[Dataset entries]
========================
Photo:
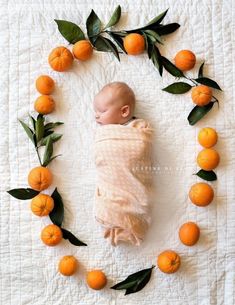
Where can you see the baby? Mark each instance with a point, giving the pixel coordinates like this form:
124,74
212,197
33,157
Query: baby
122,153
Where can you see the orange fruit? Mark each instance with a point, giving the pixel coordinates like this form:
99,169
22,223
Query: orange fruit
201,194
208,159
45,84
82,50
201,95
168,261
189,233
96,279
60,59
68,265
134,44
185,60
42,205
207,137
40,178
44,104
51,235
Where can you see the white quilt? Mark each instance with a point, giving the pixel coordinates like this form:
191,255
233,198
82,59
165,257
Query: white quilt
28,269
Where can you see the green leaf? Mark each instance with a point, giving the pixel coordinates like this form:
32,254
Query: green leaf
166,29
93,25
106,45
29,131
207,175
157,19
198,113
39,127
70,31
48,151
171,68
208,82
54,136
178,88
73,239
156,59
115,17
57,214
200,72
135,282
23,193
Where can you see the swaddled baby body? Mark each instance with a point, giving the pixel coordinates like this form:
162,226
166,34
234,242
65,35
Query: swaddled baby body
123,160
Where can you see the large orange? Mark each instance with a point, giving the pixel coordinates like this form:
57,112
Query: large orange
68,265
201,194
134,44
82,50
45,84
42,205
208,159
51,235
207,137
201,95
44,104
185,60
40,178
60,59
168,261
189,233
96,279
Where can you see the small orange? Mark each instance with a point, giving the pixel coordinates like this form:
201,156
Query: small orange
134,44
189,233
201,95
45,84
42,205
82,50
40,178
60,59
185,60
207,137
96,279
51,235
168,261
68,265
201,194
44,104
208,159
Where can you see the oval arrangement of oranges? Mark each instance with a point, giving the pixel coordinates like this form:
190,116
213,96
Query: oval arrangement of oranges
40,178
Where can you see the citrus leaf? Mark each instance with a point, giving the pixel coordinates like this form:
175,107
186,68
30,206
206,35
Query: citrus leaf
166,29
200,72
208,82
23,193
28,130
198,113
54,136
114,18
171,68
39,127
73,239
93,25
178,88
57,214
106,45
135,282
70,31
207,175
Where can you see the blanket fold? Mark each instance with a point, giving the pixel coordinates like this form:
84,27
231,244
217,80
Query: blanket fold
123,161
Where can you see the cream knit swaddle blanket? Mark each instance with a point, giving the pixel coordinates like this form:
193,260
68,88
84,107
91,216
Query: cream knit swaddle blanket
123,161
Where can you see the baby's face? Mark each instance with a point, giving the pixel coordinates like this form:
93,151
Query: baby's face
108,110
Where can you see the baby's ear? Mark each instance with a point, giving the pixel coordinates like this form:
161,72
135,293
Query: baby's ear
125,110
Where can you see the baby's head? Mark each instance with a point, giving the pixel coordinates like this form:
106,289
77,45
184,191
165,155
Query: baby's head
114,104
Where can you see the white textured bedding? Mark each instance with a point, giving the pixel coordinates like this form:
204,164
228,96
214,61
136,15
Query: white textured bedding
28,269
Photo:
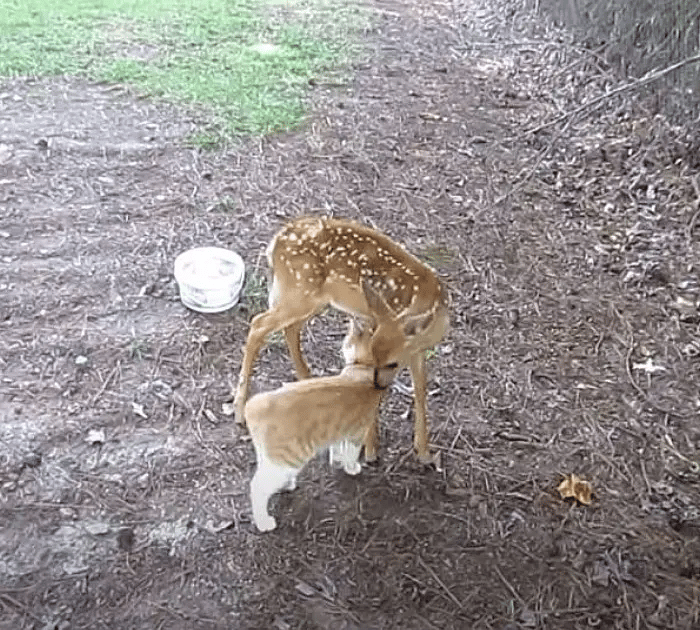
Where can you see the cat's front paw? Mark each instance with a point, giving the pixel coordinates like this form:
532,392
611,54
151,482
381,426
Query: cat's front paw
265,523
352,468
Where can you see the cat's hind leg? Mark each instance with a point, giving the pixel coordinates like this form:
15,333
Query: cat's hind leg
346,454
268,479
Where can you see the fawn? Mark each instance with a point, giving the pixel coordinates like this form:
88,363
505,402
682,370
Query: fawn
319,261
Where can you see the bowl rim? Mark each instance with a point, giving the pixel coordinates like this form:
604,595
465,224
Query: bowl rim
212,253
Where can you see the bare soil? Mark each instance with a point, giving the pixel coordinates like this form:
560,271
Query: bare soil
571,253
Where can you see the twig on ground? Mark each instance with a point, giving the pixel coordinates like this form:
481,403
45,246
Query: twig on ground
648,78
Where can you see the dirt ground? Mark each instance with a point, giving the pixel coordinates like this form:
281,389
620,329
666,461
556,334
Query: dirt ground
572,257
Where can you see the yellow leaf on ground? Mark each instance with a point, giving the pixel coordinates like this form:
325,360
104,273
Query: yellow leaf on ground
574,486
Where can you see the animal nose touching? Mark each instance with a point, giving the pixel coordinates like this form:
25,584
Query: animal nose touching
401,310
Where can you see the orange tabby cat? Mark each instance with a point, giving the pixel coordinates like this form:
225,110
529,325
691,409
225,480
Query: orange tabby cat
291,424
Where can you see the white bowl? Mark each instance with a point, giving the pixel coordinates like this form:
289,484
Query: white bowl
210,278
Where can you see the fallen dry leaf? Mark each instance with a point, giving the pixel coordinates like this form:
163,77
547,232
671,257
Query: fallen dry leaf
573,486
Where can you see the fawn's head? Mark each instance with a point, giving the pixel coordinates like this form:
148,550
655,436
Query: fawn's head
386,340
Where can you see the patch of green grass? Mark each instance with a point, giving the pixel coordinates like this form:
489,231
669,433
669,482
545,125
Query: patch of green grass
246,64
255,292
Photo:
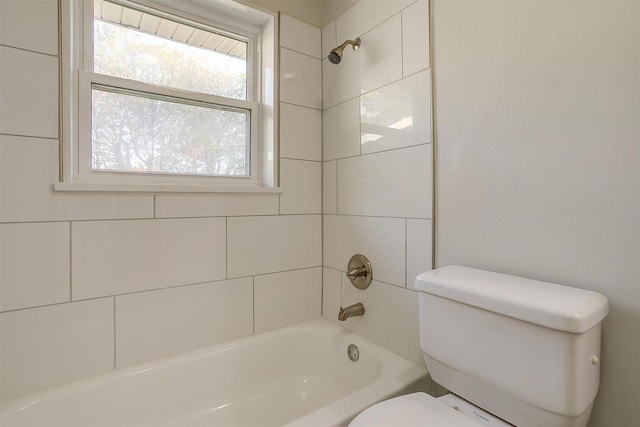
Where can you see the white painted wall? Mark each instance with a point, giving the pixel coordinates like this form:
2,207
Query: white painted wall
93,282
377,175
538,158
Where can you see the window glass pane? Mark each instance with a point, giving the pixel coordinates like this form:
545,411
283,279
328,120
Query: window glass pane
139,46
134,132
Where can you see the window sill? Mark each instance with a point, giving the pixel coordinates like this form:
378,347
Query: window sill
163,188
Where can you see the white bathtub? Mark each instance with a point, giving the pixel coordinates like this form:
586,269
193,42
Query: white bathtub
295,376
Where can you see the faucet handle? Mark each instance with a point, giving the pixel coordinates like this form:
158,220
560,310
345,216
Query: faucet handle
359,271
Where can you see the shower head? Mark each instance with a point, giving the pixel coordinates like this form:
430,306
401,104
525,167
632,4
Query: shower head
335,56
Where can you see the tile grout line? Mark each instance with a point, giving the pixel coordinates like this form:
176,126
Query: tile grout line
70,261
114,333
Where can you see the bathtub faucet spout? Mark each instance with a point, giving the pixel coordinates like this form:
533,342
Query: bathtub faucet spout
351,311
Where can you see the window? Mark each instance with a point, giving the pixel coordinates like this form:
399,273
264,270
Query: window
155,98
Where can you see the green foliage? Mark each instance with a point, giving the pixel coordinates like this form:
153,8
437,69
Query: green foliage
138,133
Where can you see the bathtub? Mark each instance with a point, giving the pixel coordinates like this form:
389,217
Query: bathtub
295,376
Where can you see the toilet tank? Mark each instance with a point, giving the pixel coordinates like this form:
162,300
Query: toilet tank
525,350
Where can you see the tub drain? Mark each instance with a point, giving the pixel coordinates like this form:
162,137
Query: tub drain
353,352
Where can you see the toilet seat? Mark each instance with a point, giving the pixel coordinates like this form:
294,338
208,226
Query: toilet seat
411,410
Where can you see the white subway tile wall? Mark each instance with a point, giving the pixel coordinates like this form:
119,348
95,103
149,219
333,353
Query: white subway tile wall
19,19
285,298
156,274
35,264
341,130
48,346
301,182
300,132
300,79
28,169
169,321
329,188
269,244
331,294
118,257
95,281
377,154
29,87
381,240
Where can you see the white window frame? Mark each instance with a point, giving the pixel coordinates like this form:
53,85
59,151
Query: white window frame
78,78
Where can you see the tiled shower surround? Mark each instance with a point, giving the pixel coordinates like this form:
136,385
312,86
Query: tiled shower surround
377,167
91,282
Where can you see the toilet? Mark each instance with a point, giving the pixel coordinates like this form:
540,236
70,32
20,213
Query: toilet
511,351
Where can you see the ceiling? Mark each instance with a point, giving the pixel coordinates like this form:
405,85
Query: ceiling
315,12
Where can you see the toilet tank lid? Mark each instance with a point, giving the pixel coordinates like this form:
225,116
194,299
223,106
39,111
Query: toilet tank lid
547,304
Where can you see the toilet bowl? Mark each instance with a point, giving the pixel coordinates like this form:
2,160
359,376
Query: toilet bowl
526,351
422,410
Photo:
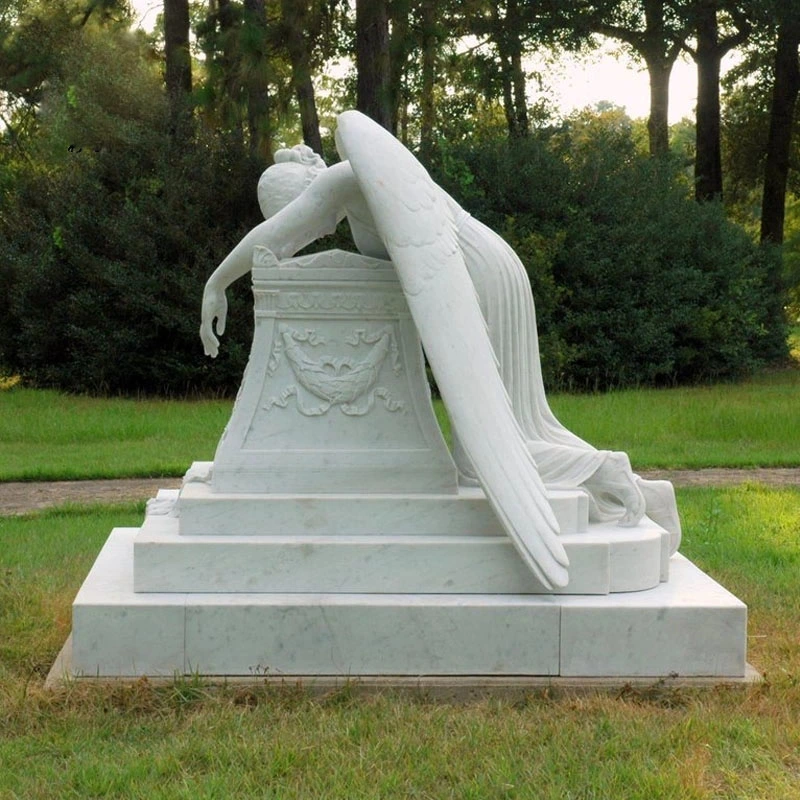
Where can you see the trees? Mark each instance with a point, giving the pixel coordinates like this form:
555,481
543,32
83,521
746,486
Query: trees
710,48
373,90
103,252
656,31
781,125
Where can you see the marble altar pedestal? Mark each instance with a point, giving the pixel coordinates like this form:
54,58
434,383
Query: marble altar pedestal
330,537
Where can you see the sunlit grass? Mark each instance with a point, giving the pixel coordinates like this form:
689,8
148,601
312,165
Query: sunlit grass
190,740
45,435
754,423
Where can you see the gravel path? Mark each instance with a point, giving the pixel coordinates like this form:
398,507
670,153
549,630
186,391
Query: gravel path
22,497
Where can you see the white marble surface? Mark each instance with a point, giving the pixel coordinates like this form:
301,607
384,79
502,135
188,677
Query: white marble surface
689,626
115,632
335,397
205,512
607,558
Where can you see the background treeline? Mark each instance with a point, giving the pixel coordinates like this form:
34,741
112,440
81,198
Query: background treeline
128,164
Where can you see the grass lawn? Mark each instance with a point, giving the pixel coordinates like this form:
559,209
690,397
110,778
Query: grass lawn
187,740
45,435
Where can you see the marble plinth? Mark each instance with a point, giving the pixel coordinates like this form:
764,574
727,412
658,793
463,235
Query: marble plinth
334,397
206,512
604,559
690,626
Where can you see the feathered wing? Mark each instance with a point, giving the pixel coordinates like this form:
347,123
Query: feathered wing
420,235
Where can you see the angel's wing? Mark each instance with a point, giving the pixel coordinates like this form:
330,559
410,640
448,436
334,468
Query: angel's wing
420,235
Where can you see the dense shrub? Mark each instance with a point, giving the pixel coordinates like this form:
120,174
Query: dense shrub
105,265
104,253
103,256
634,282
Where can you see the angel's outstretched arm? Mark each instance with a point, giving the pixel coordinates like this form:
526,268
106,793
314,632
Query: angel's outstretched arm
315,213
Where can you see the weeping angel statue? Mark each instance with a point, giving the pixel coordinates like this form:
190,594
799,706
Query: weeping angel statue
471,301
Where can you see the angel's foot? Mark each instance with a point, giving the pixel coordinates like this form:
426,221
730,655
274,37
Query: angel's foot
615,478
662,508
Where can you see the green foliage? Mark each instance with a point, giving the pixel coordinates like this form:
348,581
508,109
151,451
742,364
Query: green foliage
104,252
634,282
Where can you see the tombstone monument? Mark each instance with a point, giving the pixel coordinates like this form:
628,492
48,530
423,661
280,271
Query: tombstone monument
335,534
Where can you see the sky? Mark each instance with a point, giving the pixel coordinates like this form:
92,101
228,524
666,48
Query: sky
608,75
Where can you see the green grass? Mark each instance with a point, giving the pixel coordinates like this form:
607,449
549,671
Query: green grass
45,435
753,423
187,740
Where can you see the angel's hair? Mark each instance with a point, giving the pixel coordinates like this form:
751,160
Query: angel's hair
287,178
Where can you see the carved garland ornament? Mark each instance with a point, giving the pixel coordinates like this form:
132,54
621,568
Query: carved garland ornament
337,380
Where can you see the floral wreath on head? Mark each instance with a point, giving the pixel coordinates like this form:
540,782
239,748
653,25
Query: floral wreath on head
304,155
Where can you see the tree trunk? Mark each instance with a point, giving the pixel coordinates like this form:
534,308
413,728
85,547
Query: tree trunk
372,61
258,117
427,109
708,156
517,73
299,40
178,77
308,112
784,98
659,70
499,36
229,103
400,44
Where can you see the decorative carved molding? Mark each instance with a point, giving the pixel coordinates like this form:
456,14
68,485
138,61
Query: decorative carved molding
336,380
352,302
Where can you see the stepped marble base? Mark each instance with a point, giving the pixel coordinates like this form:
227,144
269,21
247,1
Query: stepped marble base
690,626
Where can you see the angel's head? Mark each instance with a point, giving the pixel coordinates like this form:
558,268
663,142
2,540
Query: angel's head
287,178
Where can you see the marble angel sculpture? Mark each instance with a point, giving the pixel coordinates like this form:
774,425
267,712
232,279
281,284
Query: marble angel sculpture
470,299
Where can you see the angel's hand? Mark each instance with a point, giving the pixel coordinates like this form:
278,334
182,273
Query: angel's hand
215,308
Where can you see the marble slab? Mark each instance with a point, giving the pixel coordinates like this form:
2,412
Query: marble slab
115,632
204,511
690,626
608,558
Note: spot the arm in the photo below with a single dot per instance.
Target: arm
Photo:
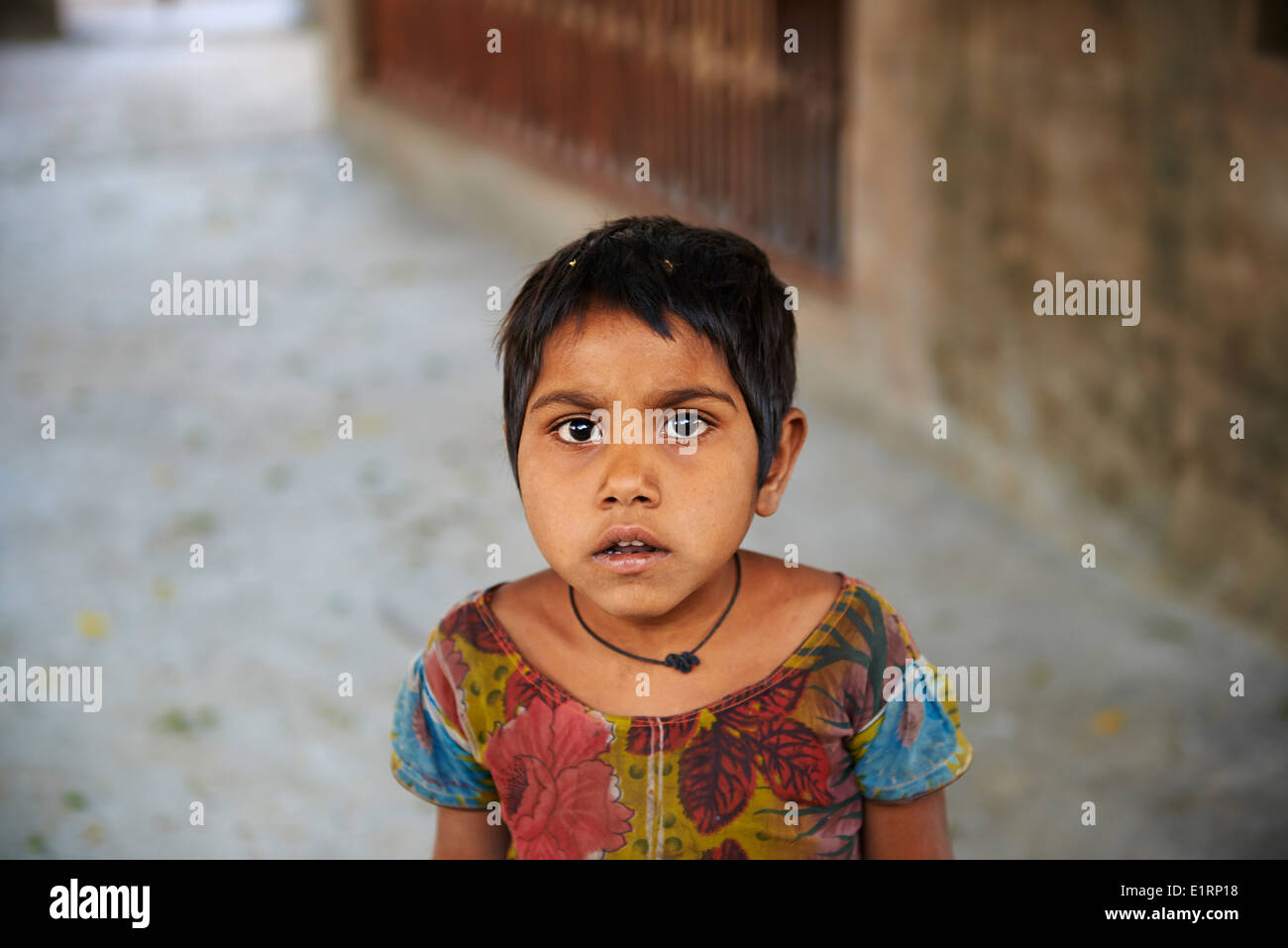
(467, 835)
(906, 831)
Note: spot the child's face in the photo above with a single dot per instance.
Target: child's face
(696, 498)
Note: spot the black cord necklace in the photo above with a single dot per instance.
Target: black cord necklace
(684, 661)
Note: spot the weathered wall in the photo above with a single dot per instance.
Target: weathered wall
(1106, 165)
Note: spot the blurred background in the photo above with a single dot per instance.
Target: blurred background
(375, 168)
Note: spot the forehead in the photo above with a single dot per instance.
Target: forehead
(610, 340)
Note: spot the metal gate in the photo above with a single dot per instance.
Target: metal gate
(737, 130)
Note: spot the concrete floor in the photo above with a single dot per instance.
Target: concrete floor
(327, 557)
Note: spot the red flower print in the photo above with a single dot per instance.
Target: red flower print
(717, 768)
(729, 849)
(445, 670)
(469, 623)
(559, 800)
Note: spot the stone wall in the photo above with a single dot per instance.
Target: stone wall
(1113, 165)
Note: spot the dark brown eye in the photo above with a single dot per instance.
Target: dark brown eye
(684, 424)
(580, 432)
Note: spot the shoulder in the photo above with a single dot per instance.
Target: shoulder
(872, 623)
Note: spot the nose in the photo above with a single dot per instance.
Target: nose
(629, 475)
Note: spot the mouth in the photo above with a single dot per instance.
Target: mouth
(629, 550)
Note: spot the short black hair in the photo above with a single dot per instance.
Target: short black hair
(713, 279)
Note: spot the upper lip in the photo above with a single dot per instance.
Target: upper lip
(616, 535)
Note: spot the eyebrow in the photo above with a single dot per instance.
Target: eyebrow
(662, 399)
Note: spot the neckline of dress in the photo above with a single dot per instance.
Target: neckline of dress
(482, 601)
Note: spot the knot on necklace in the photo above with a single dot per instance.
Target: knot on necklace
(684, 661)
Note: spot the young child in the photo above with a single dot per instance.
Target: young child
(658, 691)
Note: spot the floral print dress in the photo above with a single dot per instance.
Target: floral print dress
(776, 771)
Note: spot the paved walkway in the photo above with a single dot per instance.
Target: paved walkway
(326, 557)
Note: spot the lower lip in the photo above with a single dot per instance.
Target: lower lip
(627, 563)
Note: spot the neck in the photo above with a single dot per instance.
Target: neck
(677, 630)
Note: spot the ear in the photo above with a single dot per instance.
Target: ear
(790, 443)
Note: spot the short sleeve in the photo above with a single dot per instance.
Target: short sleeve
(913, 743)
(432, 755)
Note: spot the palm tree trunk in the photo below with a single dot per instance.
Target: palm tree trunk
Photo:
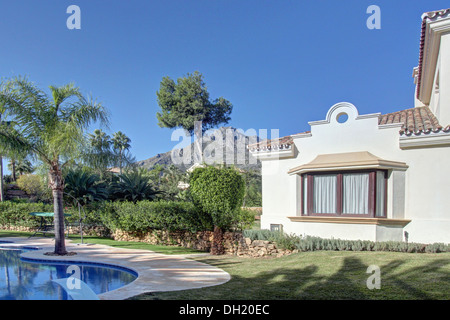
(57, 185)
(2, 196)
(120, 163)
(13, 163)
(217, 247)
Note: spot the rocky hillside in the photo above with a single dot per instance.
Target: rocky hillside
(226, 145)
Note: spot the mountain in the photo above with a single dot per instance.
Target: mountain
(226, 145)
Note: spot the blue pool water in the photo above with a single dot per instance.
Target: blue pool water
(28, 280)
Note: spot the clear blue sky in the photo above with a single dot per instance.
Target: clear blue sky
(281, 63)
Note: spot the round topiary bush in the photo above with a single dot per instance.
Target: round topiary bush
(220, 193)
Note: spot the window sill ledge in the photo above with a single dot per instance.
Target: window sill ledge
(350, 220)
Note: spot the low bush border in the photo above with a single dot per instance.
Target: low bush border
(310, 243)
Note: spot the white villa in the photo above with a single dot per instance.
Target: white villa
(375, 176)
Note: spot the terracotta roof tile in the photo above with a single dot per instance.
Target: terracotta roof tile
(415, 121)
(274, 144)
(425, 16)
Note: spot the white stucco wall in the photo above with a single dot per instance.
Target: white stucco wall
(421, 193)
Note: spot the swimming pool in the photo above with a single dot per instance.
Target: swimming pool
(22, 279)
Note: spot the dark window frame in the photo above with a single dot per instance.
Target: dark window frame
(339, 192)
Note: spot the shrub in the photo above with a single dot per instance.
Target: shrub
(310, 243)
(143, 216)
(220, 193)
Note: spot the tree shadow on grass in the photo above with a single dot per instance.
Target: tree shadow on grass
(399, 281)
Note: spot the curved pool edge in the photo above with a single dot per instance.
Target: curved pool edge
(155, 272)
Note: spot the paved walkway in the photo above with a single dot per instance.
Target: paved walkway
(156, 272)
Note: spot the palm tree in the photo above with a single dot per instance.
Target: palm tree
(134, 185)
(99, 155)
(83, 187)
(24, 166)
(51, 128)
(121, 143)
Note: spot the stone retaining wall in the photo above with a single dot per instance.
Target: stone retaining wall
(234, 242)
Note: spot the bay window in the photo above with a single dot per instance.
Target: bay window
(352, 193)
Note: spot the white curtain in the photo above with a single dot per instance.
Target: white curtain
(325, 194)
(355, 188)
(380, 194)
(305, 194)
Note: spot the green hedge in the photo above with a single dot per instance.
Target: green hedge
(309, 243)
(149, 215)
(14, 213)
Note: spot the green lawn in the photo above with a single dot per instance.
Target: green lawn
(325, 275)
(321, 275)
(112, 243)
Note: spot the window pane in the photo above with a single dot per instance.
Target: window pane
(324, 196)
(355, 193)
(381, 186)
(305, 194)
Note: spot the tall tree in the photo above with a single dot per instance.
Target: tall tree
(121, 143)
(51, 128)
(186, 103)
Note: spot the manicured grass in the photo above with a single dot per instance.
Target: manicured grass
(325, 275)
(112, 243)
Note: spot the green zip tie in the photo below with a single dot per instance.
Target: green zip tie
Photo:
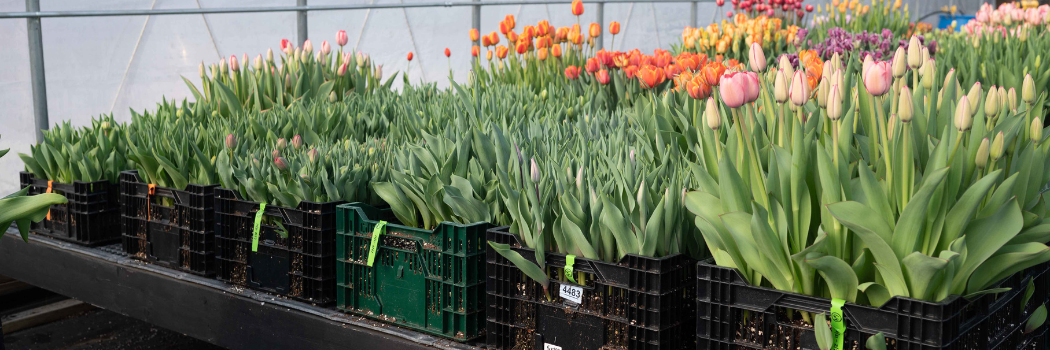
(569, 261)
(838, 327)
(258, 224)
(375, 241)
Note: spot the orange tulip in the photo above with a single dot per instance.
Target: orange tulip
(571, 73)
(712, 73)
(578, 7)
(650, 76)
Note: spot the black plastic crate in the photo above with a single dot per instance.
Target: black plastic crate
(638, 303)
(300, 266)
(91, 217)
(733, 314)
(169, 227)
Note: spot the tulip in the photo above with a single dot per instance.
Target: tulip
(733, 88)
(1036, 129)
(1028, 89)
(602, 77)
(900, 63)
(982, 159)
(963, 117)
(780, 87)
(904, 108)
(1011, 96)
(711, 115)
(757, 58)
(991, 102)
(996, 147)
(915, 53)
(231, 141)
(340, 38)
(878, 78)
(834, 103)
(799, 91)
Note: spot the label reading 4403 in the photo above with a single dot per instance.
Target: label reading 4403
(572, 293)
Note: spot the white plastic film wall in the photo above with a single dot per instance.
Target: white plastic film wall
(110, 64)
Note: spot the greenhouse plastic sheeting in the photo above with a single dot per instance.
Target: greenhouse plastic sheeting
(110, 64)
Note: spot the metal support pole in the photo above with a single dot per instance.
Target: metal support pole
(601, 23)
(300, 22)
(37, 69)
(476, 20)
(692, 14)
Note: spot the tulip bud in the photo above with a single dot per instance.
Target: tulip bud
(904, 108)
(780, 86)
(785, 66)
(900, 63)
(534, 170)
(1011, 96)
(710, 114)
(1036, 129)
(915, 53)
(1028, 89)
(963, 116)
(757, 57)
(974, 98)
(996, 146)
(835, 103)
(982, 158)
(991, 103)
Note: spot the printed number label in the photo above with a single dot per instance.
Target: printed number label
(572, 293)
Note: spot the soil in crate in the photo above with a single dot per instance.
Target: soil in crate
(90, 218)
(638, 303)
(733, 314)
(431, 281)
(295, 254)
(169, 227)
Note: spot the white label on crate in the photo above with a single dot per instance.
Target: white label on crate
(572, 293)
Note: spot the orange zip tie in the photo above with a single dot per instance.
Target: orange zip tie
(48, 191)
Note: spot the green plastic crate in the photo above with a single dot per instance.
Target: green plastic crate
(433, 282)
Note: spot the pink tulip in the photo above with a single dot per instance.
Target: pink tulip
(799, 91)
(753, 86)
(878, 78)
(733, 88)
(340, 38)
========================
▶ _Description of the task_:
Take every line from the records that holds "below" and copy it down.

▶ _Your response_:
Note: spot the arm in the photo below with a single dot per instance.
Note: spot the palm tree trunk in the photo below with a single dot per instance.
Note: spot the green zip tie in the photo below with a single dot per instance.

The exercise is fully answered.